*PROMPT*: Reproduce the stretch of the forum thread below about Gucci from "Ah, thanks Paige, I" through "hope I'm right!".

*PASSAGE FOR REVIEW*:
╭──

Kara I hope Gucci gets much needed rest to fight off whatever she is dealing with!!! We will keep you in our thoughts and prayers!!!! HUGS to you and Gucci!!!!!


----------



## Kathy

Oh Kara,
I just logged in for the first time today and I am soooo sorry to hear that Gucci isn't feeling well. You have been given great advise, so I won't try to repeat what has already been said. Hang in there, we are all here for you.


----------



## maryam187

Jan, what is HGE?


----------



## Paige

I googled HGE and found this

http://vetmedicine.about.com/cs/dogdiseasesh/a/HGEindogs.htm

Gucci isn't vomiting and doesn't have the diarrhea, so this doesn't sound like what it could be.

I'm sorry Jan, that Bandit had to go through this. Thank god she is okay now.


----------



## Missy

Just wanted to Wish Gucci sweet dreams and a really good nights rest. I hope you and your mom wake up as good as new tomorrow!


----------



## maryam187

Ah, thanks Paige, I was too lazy to google. But so everyone lazy like me knows: HGE stands for Hemorrhagic GastroEnterocolitis. 
Hemorrhagic= bleeding
Gastro= stomach
Entero= small intestin
Col(on)= large intestin
-itis= intection/inflammation

I doubt that Gucci has that and hope I'm right! 
Jan, sorry you and Bandit had to go through this...


----------



## JASHavanese

Paige said:


> I googled HGE and found this
> 
> http://vetmedicine.about.com/cs/dogdiseasesh/a/HGEindogs.htm
> 
> Gucci isn't vomiting and doesn't have the diarrhea, so this doesn't sound like what it could be.
> 
> I'm sorry Jan, that Bandit had to go through this. Thank god she is okay now.


Thanks Paige and Maryam. This was a year ago when Bandit was 2 weeks away from delivery. It seems like there was an upside to it though. One of the women that bought a puppy from that litter had a dog that got HGE months later and then the puppy from Bandit got it also. Her other dog got a bad case of it and it was touch and go for a while, but the puppy she got from me had it for a day and it barely affected him. I think he got the antibodies for it from his Momma. 
There seems to be different versions of HGE. One has the vomiting and bloody runs, another has maybe a loose stool and the dog may throw up once. They don't know how a dog gets it and the only thing they know to do is get them on IV's fast. That seems to be the one thing that pulls them through.

╰──

*DATA UNDER STUDY*:
╭──

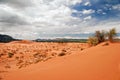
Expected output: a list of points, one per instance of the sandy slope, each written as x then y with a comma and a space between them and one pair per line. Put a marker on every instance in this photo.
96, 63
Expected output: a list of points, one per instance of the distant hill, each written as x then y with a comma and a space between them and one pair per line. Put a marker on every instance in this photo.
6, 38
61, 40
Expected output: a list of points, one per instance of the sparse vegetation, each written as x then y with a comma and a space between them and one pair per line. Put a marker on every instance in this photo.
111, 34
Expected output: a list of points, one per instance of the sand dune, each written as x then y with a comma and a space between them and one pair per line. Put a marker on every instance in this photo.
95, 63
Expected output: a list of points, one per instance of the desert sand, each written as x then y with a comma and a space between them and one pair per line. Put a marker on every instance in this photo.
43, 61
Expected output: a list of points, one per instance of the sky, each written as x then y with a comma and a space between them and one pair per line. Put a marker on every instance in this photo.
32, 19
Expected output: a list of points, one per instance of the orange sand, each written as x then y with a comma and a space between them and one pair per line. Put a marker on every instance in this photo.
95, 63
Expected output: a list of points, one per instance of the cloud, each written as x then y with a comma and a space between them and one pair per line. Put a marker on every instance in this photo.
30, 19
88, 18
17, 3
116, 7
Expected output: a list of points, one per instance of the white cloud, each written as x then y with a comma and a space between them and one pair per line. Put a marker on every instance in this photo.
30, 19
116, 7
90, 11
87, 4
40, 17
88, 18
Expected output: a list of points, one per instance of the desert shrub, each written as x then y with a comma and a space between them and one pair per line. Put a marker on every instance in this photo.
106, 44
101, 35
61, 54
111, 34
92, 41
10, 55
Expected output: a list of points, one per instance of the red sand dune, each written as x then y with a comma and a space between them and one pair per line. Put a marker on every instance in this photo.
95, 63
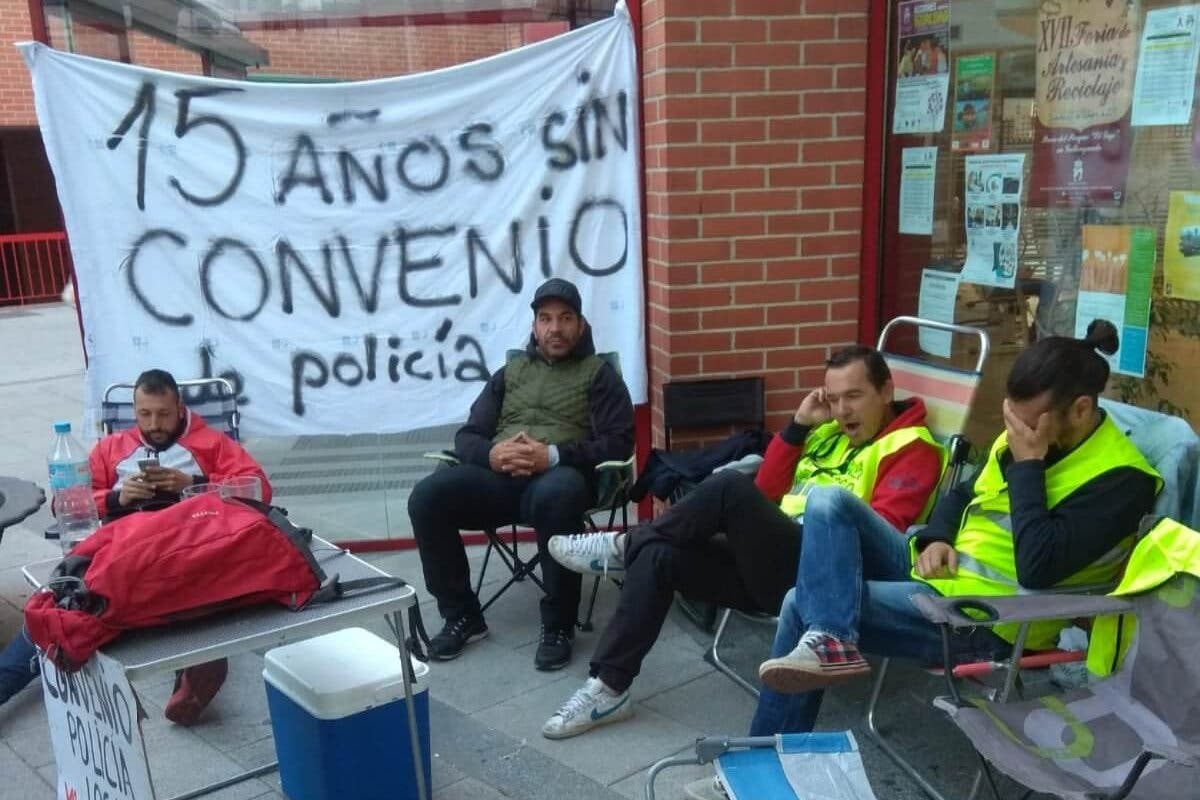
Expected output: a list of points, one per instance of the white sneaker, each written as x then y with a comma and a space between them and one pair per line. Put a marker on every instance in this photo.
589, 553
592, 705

╰──
╭──

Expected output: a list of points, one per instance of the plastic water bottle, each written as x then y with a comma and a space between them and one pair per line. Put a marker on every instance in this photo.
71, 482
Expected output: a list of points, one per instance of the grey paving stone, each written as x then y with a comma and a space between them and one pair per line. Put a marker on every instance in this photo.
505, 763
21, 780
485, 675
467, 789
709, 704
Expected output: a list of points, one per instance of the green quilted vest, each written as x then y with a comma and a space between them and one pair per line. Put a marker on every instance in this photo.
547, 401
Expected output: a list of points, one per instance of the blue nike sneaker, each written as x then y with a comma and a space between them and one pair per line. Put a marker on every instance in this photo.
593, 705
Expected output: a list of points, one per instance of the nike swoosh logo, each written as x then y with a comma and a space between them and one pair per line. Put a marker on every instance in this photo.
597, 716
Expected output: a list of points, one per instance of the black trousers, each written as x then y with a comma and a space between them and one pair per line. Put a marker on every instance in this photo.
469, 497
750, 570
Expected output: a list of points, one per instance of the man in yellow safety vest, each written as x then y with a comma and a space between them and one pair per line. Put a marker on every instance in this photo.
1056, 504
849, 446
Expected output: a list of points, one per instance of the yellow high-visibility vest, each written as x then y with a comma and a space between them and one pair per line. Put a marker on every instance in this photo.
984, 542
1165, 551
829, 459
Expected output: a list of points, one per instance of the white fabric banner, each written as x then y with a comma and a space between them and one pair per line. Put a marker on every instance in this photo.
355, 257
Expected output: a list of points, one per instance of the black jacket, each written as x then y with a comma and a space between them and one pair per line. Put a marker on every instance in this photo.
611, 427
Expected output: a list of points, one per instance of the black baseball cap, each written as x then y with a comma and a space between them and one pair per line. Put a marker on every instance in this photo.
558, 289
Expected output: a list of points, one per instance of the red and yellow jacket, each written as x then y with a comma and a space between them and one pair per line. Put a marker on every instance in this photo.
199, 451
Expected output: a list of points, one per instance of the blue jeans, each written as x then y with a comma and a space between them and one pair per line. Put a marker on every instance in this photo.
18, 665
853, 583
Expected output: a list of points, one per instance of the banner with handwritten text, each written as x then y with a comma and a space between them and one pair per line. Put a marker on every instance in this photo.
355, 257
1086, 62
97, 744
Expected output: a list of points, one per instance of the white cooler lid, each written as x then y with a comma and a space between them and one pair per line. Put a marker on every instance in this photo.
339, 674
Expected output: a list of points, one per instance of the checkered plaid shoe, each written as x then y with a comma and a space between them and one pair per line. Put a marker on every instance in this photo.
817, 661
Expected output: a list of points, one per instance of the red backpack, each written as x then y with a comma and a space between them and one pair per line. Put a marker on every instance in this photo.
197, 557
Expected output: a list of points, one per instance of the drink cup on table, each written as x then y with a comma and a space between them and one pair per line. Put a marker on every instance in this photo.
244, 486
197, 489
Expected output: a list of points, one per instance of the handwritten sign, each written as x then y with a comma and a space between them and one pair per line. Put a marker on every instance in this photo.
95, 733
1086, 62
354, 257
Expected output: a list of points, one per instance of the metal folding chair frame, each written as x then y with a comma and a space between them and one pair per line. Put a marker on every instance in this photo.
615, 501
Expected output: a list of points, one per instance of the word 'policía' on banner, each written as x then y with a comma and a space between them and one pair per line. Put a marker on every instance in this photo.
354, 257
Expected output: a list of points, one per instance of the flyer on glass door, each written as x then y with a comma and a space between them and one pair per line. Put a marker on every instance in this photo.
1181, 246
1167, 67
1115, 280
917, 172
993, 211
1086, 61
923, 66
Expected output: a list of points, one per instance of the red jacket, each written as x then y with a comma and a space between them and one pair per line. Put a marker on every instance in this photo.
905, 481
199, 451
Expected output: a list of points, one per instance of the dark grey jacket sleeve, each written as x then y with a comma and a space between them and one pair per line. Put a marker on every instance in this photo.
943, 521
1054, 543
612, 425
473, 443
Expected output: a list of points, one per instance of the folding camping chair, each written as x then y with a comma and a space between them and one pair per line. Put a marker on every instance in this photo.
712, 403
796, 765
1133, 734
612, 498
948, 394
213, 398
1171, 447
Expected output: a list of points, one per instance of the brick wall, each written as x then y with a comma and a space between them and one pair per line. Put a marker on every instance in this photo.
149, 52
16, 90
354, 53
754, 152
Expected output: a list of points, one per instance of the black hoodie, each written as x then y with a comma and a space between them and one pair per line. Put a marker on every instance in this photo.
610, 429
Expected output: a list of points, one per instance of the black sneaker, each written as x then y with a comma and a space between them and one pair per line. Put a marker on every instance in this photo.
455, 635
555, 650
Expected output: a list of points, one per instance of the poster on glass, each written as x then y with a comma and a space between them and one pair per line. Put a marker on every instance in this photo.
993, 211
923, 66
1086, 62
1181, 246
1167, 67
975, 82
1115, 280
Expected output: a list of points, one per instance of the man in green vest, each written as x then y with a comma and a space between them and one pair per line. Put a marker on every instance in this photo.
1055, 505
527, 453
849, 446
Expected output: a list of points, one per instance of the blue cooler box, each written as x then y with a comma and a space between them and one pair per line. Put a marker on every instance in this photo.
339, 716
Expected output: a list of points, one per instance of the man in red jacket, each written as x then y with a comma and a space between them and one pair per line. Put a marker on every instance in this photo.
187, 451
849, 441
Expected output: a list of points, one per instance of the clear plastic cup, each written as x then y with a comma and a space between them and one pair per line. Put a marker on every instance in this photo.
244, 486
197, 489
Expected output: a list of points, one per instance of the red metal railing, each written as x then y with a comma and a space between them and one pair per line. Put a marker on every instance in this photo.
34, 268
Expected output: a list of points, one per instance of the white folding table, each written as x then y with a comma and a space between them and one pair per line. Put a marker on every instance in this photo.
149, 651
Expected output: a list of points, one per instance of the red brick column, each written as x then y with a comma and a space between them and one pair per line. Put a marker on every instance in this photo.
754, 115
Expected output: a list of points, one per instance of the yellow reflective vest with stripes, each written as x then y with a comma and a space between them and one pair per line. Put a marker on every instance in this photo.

╰──

*REPLY*:
Ah, thanks Paige, I was too lazy to google. But so everyone lazy like me knows: HGE stands for Hemorrhagic GastroEnterocolitis. 
Hemorrhagic= bleeding
Gastro= stomach
Entero= small intestin
Col(on)= large intestin
-itis= intection/inflammation

I doubt that Gucci has that and hope I'm right!